▸ **Problem set**
a) In the review excerpt on program components, restate the paragraph beginning "Articles often reported on the number of participants" as a short bulleted list that keeps its main facts.
b) Using the review excerpt on program components, answer these briefly:
(i) What coding approach was used to analyze the component descriptions?
(ii) Which framework's elements organize the results?
(iii) How many articles contained multiple studies of a program or program set?
c) Carry on the review excerpt on program components from its final sentence.

▸ **Passage given**
::::::
Program component descriptions

In order to determine what commonly found program components looked like in practice, we gathered all articles containing each specific component that found statistically significant results in one or more areas, and we analyzed the descriptions of each specific component using deductive coding (Braun & Clarke, 2012). We present a narrative summary of this qualitative review in our results.


These results are organized by the elements of the PICOS framework examined in this study. See Additional file 1: Appendix C for details on individual articles.


Articles often reported on the number of participants in the actual program (or programs) being studied, but they more frequently and reliably provided the number of participants in the studies of the program (which might include control groups). The reported program sizes ranged from quite small (serving 16 or 19 students, for instance) to quite large (serving thousands of students). Table 1 shows the range of participant numbers in studies of the programs. In interpreting Table 1, please note that while 52 articles in our review contained a single study of a program or program set, 30 articles contained multiple studies of a program or program set, each with slightly different samples. Thus, Table 1 reports the frequency for each study, meaning the total N is higher than the 82 total articles in our review.
::::::
▸ **Data shown**

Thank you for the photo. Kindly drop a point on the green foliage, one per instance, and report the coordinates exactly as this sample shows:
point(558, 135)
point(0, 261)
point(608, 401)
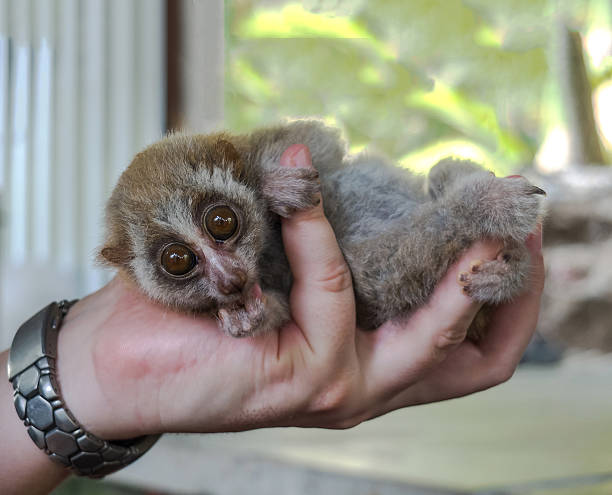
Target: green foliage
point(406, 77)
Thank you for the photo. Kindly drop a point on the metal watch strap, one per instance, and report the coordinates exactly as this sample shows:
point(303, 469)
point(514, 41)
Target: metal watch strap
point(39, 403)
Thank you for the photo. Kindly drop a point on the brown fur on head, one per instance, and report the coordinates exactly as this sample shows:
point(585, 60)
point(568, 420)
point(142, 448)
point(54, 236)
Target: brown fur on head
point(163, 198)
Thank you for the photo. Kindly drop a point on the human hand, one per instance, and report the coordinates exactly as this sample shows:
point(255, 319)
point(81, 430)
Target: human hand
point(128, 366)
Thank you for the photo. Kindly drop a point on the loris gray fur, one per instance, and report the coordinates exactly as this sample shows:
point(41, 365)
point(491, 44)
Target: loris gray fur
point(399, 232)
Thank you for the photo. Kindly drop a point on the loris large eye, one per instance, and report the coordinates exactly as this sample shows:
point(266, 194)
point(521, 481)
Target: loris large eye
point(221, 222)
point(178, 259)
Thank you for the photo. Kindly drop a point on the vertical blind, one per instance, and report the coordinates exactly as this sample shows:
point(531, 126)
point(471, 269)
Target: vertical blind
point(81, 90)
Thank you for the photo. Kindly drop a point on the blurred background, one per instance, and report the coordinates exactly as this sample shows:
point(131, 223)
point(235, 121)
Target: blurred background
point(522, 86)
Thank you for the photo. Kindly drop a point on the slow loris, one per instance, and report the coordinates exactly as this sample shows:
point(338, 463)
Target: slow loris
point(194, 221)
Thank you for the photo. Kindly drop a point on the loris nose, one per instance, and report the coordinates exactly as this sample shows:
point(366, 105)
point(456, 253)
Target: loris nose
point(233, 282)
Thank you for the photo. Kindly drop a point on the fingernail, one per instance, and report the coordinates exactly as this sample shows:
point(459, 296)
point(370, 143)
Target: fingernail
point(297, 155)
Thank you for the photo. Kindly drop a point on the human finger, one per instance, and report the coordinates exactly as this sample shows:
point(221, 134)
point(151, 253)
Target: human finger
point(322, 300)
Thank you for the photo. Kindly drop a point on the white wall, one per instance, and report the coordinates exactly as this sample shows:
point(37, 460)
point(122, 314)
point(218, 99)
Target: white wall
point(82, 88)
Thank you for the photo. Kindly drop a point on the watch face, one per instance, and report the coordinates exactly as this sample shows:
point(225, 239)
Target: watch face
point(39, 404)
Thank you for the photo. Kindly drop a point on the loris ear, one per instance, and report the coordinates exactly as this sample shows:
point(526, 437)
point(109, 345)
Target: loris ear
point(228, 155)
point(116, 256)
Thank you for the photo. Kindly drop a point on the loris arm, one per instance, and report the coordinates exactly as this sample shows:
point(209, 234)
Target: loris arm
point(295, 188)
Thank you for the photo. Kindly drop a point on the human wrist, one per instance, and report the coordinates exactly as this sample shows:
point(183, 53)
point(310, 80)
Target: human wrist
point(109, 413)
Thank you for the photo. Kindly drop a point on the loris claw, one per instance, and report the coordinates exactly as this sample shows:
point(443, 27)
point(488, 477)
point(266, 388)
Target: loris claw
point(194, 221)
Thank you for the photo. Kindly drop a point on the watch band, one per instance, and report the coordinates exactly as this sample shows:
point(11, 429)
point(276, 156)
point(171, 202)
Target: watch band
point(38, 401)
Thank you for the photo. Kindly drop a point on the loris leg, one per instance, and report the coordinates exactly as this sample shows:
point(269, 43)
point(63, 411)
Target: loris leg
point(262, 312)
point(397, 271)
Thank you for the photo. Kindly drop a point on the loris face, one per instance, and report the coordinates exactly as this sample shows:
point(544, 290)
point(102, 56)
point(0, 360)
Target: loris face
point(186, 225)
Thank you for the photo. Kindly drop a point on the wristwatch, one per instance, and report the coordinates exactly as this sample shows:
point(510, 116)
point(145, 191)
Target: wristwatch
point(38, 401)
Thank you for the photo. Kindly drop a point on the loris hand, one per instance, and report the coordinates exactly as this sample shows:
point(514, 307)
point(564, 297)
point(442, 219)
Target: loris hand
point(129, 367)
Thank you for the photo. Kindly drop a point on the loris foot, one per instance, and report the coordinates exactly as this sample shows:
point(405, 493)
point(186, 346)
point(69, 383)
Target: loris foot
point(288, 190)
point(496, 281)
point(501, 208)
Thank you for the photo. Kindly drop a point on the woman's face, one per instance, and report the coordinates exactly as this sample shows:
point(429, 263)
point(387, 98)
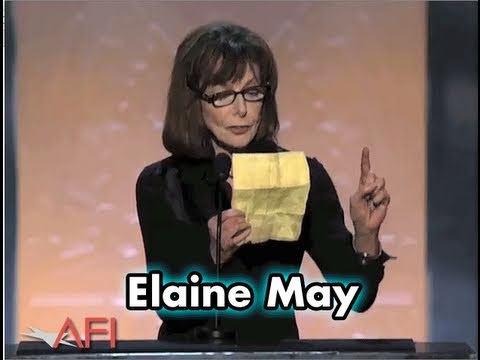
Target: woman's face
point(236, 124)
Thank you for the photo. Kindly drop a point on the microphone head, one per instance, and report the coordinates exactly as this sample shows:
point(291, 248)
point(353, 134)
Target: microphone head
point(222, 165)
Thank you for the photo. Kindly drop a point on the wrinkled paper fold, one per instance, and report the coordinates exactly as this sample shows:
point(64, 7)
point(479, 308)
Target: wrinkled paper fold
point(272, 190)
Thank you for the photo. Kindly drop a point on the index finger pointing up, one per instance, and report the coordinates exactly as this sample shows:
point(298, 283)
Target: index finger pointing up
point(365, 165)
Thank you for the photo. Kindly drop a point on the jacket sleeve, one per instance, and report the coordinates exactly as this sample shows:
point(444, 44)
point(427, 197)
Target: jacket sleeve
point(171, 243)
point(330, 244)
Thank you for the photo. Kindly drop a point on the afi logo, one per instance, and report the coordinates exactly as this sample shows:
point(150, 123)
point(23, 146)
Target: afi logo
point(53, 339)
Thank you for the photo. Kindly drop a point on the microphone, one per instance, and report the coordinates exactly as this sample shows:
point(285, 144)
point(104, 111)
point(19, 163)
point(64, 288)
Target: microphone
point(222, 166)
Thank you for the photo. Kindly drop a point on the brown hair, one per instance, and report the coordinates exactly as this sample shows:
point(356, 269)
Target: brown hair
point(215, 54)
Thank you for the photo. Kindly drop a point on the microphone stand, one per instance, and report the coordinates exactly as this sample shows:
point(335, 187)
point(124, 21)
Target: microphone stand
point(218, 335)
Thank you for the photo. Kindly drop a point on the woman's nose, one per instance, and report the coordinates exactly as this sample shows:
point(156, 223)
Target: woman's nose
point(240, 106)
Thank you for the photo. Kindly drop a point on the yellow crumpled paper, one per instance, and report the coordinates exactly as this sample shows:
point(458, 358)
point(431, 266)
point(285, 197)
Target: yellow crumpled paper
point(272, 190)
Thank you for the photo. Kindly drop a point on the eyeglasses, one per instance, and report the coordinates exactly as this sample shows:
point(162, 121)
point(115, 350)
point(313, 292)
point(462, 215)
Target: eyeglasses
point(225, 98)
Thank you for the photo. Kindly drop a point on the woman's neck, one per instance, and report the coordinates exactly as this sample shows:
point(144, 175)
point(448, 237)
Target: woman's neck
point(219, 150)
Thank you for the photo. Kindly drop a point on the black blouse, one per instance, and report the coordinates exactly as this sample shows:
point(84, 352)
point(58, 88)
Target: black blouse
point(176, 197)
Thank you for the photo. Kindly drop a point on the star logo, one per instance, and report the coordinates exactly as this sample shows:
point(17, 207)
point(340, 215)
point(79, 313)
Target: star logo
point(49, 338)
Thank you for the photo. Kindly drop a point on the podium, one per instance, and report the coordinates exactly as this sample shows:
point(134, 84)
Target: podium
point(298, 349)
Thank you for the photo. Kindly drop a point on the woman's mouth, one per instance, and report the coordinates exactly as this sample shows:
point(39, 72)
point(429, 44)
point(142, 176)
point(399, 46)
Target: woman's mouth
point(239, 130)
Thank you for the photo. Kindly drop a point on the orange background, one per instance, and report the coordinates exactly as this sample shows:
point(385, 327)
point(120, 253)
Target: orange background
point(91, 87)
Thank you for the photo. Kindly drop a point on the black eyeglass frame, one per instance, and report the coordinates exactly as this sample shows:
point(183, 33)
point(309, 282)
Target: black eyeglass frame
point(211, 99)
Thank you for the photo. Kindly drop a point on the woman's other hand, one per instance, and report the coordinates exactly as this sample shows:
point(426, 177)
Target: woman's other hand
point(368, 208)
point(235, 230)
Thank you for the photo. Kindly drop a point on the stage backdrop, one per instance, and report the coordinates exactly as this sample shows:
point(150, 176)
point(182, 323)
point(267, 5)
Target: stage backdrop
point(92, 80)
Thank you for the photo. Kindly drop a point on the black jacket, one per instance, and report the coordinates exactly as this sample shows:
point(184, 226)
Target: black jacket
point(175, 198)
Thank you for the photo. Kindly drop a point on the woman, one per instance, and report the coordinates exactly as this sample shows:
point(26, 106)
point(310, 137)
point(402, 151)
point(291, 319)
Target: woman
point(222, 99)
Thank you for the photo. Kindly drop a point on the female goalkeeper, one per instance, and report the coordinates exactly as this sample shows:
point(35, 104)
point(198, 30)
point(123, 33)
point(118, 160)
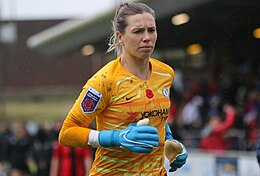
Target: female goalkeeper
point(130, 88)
::::::
▸ **Solved tasks**
a)
- Articles gave participant counts for the programs themselves, but more often and more reliably for the studies of those programs, which might include control groups.
- Reported program sizes ranged from quite small (16 or 19 students) to quite large (thousands of students).
- Table 1 shows the range of participant numbers in studies of the programs.
- Of the 82 articles reviewed, 52 contained a single study of a program or program set, and 30 contained multiple studies with slightly different samples.
- Table 1 reports the frequency for each study, so its total N exceeds 82.

b)
(i) Deductive coding (Braun & Clarke, 2012).
(ii) The PICOS framework.
(iii) 30.

c)
Table 1 Frequency of participants in studies analyzed

These sample sizes ranged from 17 to 12,000 participants. (We cannot calculate an exact mean, as studies sometimes reported sample sizes in a fashion that allowed general inference about size, but not a specific n.). Sample sizes did relate to the kinds of studies conducted. The 30 articles that contained multiple studies used both quantitative and qualitative methods 70% of the time, while articles with single studies used both methods 10% of the time. Indeed, articles with single studies were predominantly quantitative only (75%); both multiple- and single-study articles measured significance at a fairly similar clip (70% and 62%, respectively). Similarly, articles that included small samples of study participants (< 50) were much more likely to use both methods (60%) than articles with only large samples (23%). Articles with larger samples tended to use solely quantitative methods (69% of the time) and to measure significance more frequently than small-sample articles (73% and 40%, respectively). This makes logical sense, as many articles conducted quantitative analyses with large numbers of program participants, then conducted more qualitative analyses with a subsample.

Frequencies of articles (N = 82) that reported participants being in each gender and race/ethnicity categories are reported in Table 2. Most articles described programs that served both genders, and it was also most common that programs served multiple racial/ethnic groups. In addition, 13 articles reported participants’ age, while 69 did not. For the articles that reported age, all 13 had participants between 17 and 25 years old, while 5 had additional participants beyond that age range. Eleven articles reported that some or all of their participants were from low-income households, two articles included some or all participants with disabilities, and 19 articles reported that some or all participants were first-generation college students.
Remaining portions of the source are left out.